**** Testo della pagina

Via al processo farsa per San Suu Kyi

La farsa è iniziata. Lo chiamano processo, ma è una messa in scena per una sentenza già scritta. Resta solo da vedere se Aun San Suu Kyi finirà in carcere o continuerà la sua esistenza di sepolta viva nella fatiscente dimora di University Road. Il generale Than Shwe e gli altri tiranni di Rangoon l’hanno, probabilmente, già deciso, ma il simulacro di processo nella vetusta galera inglese di Insein fa parte della liturgia. A subirla assieme alla «signora» ci sono mamma Khin Khin Win e sua figlia Win Ma Ma, le due fedelissime che l’assistono nell’odissea detentiva prolungatasi tra carcere e arresti domiciliari per 13 degli ultimi 19 anni. Accanto a loro s’angustia il mitomane John Yettaw, il 53enne mormone americano responsabile della nuova imminente condanna di San Suu Kyi. Senza di lui il Premio Nobel per la Pace tornerebbe libera il 27 maggio, allo scadere della precedente condanna. Senza di lui i generali non avrebbero pretesti per prorogarne la detenzione. Grazie a quel personaggio approdato alla casa di San Suu Kyi la notte del 3 maggio dopo aver attraversato a nuoto l’Inya Lake i generali hanno il cavillo tanto desiderato. È una colpa lieve, ma sufficiente a processare Aung San Suu Kyi per violazione della pena detentiva e togliersela dai piedi fino alle cosiddette elezioni multipartitiche del prossimo anno. Del resto quella donna minuta, risollevatasi dalla malattia che le impediva di mangiare e reggersi in piedi, rappresenta non solo gli ideali di libertà del Paese, ma anche le peggiori paure dei dittatori di Rangoon.

********

[Attività]
Prosegui l'articolo qui sopra sul processo ad Aung San Suu Kyi, riprendendo dopo l'ultima frase.

**** Voci del dataset

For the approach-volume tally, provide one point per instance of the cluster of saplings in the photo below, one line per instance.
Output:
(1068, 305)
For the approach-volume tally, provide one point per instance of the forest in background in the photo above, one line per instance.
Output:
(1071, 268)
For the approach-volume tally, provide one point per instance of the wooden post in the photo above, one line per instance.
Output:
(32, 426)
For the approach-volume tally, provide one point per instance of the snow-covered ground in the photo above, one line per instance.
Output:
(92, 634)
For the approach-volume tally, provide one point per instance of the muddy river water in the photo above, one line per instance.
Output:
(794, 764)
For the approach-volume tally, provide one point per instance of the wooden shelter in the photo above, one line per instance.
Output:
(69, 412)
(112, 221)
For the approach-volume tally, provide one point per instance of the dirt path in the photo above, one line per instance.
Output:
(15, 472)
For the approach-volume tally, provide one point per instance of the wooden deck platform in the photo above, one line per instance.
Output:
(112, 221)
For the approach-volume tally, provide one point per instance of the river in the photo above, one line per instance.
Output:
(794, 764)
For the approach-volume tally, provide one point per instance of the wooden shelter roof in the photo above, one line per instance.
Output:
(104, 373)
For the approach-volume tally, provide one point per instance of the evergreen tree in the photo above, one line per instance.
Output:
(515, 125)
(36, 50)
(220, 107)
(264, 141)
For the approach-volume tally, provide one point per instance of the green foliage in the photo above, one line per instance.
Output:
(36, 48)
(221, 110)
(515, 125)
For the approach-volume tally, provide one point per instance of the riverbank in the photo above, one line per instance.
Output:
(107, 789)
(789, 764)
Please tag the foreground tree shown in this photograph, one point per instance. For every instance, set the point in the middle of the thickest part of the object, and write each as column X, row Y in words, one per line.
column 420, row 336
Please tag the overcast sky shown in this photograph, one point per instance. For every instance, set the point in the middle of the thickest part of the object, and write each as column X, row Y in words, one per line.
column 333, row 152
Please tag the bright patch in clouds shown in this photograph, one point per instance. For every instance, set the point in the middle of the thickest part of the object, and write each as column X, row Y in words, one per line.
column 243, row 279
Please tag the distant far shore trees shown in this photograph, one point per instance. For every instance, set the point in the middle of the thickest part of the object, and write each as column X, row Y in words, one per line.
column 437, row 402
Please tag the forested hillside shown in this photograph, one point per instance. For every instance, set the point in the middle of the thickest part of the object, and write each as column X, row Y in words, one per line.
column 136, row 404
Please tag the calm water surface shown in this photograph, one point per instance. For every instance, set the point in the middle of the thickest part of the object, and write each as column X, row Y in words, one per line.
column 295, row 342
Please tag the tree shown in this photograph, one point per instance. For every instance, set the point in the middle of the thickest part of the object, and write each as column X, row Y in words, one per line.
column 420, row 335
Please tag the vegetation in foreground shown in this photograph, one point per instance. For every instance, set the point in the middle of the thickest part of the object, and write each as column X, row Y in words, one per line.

********

[Risposta]
Per capirlo basta l’oltraggio andato in scena all’inizio del processo quando i giudici chiamano alla sbarra l’imputata senza usare il nome di Aung San, eredità di un padre simbolo dell’indipendenza nazionale. «Se non mi potete chiamare con il mio nome, non mi muovo» – replica la piccola grande donna che alla fine costringe la corte a pronunciare il nome proibito. Il finale resta però ineluttabile. La stessa ambientazione sembra scelta per cancellare qualsiasi illusione di clemenza. La galera di Insein è il luogo simbolo della cinquantennale repressione imposta da Ne Win e dagli altri dittatori succedutisi al potere dal 1962. Là dentro torture, stenti e malattie hanno piegato volontà e vite di migliaia di dissidenti. Lì dentro fanno capire Than Shwe e i suoi accoliti si consumerà anche la parabola terrena della grande nemica se continuerà ad intralciare il manovratore.
E anche stavolta reazioni e sdegno internazionale sembrano destinati a contare poco o nulla. L’ambasciatore italiano Giuseppe Cinti presentatosi ieri mattina davanti ai cancelli di Insein è stato rispedito indietro assieme ai suoi colleghi di Regno Unito, Australia, Francia e Germania. L’unico ammesso in aula è stato il console americano arrivato ad assistere quell’impiastro di John Yettaw. I militari di Rangoon hanno del resto sviluppato un’inveterata indifferenza alle reazioni del mondo libero. E probabilmente neppure la proposta del responsabile della politica estera europea Janvier Solana d’inasprire le sanzioni e isolare il paese li smuoverà di un millimetro.

Grazie alla collaborazione di Cina e India, le due grandi alleate madrine impegnate a saccheggiare e a contendersi le risorse naturali della Birmania, Than Shwe e i suoi generali hanno di che vivere, arricchirsi e garantirsi, grazie a consistenti aiuti militari, il contenimento di qualsiasi rivolta e qualsiasi dissenso.